#### TO DO
From the entries that follow, copy every line with the word "building".

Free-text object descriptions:
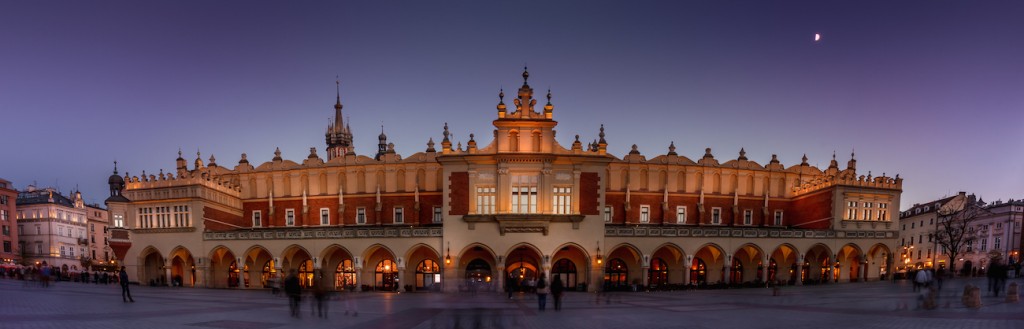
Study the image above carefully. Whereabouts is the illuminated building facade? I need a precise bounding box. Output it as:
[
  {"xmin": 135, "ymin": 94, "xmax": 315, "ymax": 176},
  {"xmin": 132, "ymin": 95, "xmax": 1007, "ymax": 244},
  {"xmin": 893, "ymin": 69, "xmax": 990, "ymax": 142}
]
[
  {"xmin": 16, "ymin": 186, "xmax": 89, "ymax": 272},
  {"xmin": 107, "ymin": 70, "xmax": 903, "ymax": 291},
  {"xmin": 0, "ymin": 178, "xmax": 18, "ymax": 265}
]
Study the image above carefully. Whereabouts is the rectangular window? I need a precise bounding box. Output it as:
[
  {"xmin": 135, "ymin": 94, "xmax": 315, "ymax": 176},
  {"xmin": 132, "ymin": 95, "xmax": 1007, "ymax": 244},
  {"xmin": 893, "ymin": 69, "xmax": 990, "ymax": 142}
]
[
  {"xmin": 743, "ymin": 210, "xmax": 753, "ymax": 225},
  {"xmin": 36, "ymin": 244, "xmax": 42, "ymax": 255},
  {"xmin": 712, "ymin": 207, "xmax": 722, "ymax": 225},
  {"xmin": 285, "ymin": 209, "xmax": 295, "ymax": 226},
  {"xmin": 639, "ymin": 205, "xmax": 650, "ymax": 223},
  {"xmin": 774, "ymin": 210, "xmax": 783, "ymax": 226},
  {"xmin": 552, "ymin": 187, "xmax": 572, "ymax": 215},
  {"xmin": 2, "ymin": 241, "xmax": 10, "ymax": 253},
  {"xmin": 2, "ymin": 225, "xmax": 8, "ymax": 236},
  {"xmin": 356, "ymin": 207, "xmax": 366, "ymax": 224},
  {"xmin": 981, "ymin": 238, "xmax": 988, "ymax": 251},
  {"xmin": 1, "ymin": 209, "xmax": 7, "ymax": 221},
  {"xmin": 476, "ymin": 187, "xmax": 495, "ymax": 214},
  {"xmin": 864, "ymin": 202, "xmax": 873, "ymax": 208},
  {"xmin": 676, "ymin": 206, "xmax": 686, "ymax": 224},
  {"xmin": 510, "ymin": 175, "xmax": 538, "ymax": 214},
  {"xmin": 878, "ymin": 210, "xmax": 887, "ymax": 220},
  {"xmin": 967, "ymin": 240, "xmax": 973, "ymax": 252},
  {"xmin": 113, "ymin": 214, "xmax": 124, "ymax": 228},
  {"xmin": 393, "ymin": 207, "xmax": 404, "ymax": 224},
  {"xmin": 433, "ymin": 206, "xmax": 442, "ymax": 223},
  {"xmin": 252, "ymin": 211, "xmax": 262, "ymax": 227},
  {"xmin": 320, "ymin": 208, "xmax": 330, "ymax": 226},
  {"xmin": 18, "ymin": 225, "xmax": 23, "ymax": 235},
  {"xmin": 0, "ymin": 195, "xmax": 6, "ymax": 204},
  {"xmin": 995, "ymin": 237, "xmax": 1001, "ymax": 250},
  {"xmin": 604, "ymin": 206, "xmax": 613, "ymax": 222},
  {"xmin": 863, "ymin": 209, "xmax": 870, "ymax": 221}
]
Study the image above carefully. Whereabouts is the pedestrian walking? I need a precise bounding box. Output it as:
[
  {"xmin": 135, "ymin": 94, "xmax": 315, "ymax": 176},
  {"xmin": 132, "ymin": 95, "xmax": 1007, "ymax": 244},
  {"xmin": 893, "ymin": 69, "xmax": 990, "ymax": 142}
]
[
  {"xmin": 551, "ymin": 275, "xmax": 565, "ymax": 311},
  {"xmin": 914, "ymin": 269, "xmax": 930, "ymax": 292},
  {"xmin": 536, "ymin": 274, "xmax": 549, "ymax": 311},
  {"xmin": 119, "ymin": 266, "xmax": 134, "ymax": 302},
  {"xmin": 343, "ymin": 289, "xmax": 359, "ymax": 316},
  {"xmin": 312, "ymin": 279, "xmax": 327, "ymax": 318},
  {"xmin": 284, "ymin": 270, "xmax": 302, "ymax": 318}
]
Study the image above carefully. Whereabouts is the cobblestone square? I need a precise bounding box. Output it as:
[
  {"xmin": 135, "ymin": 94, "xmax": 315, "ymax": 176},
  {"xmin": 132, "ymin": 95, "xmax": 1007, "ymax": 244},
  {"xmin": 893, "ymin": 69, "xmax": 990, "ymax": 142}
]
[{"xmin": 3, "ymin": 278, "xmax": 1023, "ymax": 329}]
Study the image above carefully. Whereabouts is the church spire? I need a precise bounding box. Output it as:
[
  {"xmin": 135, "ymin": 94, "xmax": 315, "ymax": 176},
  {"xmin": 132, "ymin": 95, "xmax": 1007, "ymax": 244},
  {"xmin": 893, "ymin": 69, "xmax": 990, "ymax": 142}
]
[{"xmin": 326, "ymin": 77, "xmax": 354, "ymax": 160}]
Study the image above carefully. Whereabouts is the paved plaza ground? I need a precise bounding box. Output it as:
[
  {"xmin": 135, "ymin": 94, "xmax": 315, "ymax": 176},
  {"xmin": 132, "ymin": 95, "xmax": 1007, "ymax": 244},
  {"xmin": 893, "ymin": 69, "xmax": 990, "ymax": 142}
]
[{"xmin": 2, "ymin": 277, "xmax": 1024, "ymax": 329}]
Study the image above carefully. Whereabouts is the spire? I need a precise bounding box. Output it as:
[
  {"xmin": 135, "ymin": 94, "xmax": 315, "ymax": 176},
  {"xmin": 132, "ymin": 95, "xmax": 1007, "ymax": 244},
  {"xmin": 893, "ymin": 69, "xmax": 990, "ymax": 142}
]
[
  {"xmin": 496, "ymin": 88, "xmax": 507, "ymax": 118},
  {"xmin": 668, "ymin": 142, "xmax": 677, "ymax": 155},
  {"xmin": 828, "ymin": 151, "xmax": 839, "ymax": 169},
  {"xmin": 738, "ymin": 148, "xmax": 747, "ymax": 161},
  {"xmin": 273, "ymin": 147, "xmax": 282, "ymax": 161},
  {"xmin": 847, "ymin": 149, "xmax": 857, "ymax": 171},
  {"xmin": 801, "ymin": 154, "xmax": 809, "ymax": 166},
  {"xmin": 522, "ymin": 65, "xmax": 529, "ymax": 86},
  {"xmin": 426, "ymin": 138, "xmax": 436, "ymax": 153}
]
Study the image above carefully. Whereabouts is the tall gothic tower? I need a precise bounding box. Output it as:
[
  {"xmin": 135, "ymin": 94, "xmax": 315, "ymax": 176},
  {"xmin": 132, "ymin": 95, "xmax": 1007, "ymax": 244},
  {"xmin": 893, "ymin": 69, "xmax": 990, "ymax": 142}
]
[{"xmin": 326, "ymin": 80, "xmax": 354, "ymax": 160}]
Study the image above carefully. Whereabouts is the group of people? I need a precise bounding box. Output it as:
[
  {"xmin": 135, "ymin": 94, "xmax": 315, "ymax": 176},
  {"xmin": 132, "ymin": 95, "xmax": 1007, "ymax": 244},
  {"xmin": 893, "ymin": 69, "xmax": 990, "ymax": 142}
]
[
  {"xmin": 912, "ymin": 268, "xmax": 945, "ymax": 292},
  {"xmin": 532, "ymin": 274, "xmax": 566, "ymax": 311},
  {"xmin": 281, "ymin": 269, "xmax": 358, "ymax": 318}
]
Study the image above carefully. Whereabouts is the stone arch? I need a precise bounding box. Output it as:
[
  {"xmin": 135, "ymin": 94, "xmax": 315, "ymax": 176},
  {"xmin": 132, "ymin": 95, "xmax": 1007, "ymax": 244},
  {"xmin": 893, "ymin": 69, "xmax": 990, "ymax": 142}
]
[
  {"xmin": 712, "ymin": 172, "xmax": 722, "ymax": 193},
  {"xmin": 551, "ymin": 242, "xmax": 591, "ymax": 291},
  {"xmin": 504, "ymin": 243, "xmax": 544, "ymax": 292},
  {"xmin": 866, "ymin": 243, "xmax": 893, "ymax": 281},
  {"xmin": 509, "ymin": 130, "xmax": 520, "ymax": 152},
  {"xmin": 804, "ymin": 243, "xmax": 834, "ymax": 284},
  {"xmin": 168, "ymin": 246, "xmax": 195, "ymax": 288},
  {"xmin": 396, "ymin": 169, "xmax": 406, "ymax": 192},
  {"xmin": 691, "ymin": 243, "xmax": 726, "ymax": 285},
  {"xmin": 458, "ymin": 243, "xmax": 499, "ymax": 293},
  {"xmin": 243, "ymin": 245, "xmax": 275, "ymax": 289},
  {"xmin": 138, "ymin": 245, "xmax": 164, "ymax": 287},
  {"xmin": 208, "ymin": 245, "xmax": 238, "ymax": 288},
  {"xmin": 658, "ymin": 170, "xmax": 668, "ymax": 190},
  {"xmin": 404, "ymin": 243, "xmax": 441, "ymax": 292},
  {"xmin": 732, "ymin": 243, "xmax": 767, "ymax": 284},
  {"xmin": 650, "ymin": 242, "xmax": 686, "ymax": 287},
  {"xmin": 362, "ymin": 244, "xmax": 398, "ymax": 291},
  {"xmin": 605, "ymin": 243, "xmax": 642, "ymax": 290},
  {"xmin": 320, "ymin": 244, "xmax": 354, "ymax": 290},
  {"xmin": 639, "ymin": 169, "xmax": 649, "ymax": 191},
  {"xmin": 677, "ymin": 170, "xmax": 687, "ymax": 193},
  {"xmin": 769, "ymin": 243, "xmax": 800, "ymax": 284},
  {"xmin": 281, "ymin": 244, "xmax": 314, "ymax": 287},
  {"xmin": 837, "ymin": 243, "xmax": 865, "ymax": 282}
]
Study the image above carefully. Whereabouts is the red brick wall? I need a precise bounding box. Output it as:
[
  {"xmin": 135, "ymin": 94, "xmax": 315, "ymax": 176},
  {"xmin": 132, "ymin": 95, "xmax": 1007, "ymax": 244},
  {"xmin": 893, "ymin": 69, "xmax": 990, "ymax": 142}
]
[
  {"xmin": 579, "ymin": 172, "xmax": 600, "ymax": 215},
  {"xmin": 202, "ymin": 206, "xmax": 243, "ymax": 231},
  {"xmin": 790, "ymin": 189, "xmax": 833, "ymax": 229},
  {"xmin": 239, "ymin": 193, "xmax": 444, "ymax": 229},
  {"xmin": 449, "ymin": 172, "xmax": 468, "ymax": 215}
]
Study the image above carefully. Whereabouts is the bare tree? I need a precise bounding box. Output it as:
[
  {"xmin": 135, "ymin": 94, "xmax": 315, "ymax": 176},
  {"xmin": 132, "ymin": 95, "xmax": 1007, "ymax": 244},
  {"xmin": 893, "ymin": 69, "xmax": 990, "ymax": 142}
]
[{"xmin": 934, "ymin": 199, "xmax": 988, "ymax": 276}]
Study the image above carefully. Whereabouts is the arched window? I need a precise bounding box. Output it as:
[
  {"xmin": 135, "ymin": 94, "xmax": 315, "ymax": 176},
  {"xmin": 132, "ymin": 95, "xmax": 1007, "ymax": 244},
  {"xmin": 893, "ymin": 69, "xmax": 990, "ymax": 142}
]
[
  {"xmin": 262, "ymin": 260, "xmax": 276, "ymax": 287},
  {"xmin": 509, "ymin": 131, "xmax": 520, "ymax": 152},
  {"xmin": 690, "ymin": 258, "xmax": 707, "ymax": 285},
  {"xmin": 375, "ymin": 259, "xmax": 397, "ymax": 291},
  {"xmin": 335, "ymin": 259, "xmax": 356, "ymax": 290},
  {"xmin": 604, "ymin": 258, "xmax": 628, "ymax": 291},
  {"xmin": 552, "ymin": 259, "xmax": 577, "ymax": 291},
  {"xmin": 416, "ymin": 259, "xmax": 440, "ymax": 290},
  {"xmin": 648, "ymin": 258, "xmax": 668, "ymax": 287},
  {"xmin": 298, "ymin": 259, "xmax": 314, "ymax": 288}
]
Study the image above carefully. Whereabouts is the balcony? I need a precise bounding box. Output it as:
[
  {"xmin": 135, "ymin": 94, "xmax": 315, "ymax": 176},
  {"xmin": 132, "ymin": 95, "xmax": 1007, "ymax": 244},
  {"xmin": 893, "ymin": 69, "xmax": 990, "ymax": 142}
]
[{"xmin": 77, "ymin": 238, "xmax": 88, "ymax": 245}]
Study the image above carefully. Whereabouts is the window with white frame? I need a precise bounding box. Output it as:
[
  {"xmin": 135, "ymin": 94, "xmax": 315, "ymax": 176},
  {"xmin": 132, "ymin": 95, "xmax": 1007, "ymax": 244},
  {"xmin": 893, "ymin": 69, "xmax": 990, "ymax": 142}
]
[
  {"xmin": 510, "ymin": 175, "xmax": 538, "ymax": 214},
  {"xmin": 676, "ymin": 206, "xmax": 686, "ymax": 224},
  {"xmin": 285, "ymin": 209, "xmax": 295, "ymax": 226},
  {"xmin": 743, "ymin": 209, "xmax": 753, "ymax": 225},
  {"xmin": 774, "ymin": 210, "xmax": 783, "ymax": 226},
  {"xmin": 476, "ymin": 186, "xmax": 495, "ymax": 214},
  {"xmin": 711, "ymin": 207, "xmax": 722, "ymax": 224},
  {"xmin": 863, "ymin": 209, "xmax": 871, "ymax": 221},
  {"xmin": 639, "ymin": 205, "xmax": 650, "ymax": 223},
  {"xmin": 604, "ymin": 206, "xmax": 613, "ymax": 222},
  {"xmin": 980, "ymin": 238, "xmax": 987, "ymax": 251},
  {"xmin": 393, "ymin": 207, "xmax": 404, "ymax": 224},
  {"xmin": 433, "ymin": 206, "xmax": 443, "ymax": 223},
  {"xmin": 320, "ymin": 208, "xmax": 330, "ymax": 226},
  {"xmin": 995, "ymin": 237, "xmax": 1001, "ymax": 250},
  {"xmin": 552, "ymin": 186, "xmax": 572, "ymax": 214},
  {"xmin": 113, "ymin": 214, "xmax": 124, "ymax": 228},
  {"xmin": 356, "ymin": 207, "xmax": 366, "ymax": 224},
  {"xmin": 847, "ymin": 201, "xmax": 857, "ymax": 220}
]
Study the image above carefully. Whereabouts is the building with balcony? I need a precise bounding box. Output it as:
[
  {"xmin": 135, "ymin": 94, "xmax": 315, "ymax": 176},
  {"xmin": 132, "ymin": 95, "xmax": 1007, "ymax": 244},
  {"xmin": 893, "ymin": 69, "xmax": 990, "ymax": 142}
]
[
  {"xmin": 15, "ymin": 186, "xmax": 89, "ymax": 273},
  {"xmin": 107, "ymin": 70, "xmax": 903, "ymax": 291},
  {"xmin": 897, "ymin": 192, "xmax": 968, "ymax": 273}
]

#### TASK RESPONSE
Study the image above carefully. Whereabouts is the illuminated building facade? I need a precise bounding box. Output it as:
Study the image above carefully. Whereabouts is the building with balcony? I need a precise bounding box. Output it as:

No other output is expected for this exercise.